## Source extract
"""
In one study of more than 4,000 smokers and non-smokers 18 to 30 years old, researchers at the University of Minnesota found that the smokers were nearly twice as likely to have numerous ailments, including ulcers, when they were re-examined 7 to 15 years later.
Smoking Interferes With Stomach Acid
Cigarettes interfere with the body’s natural protective mechanisms against stomach acid.
Normally, this acid starts breaking food down as it hits the stomach, priming the food for the more powerful digestive enzymes it will encounter further down the digestive tract.
Whatever acid isn’t absorbed is neutralized by sodium bicarbonate, a natural antacid. This neutralization occurs in the duodenum, the first part of the intestine. Sodium bicarbonate is made by the pancreas, a vital organ that sits next to the duodenum.
There’s evidence to suggest that smoking increases stomach acid production over time, and that it reduces bicarbonate production. The duodenum, the first part of the small intestine, is also a major ulcer site. Smokers are particularly at risk of developing duodenal ulcers. They can also develop ulcers in the esophagus, the body part that leads to the stomach.
Smoking Interferes With Ulcer Drugs
Cigarettes also wreak their havoc in other ways, says Michael Brown, MD, a gastroenterologist and associate professor of medicine at Rush University Medical Center in Chicago.
Smoking may interfere with the action of drugs that can decrease stomach acid production, Dr. Brown warns.
The two most widely recommended classes of medications for this purpose are proton pump inhibitors, such as omeprazole (Prilosec), and H2 blockers, like ranitidine (Zantac). Smoking while using them sabotages your chances of getting relief from ulcer pain in three ways:
- Exacerbating the conditions that caused the ulcer to begin with
- Slowing down the rate at which the ulcer can heal
- Preventing the drugs from doing their job
Smoking Causes Other Digestive Problems
Brown says that smoking affects the digestive tract in other ways, which can make diagnosing and treating an ulcer more complicated. It contributes to acid reflux and heartburn by weakening the sphincter muscle that normally prevents stomach acid from flowing up into the esophagus.
"""
## Records provided
"""
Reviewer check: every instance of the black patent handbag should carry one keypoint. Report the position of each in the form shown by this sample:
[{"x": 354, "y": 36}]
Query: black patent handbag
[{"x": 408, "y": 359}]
"""
"""
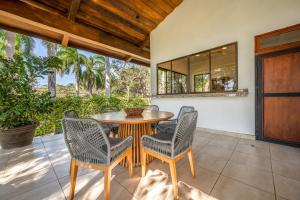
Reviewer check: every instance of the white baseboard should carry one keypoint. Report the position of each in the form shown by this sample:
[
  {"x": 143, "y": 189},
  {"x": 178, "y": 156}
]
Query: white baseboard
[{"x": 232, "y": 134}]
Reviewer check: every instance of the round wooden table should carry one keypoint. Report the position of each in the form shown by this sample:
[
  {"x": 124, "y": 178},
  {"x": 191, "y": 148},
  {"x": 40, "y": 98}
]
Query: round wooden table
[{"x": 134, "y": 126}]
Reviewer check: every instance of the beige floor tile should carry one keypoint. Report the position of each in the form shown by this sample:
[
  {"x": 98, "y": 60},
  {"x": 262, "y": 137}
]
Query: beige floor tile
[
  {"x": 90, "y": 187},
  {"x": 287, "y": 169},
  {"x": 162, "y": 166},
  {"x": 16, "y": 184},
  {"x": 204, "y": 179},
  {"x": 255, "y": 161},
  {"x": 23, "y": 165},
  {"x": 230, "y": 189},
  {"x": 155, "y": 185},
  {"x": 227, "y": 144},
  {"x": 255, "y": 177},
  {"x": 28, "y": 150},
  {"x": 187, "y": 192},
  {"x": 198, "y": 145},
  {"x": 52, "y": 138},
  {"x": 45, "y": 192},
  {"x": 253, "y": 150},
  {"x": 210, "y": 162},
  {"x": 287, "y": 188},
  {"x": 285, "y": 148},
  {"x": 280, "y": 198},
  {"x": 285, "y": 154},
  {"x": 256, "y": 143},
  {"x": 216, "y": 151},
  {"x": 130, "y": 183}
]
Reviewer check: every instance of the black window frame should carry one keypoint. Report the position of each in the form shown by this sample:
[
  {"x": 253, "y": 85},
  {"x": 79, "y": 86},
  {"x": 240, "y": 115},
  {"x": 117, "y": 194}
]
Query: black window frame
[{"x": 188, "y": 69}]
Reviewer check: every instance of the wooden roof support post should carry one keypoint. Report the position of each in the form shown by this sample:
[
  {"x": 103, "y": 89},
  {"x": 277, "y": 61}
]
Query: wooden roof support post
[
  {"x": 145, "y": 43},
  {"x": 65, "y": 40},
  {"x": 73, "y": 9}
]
"""
"""
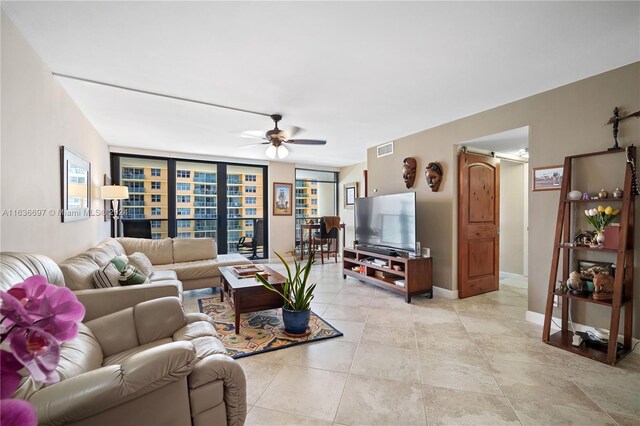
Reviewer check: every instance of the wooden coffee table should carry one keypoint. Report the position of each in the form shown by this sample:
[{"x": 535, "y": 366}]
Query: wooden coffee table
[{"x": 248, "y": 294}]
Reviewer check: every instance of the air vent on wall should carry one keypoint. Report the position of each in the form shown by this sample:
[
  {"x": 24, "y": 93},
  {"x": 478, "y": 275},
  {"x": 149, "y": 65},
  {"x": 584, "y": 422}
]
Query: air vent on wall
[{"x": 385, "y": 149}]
"""
## Prompt 1
In the passage on smoking and ulcers, condense the paragraph beginning "There's evidence to suggest" into a short bulleted list that keeps its main facts.
## Prompt 2
Carry on the passage on smoking and ulcers, starting after its final sentence about the weakened sphincter muscle.

## Answer 1
- Smoking may raise stomach acid production over time and lower bicarbonate production.
- The duodenum, the first part of the small intestine, is a major ulcer site.
- Smokers face a particular risk of duodenal ulcers.
- Smokers can also develop ulcers in the esophagus, which leads to the stomach.

## Answer 2
Smoking also increases the risk of stomach and esophageal cancer and Crohn’s disease, a severe and painful inflammation of the intestinal lining that often requires removing one or more parts of the digestive tract. Compared with non-smokers, people with Crohn’s disease who smoke may experience more symptom flare-ups and may require more powerful drugs or even repeat surgeries to keep their symptoms under control.
And as if all that weren’t enough, smoking also has been linked to problems with the liver and gallbladder, two more organs that play an important role in digestion.
Ulcer: Reversible Damage
This nicotine cloud does have a silver lining: Much of the smoking-related damage to the digestive system can be reversed when you quit. In fact, some of its effects are surprisingly brief. The rate of sodium bicarbonate production returns to normal within 30 minutes after your last cigarette. Liver function also returns to normal soon after smoking stops. The effect on Crohn’s disease risk is less clear, and some doctors believe it persists even after you quit.
Still, if you have an ulcer, you can help your body to heal by throwing away the cigarettesnow.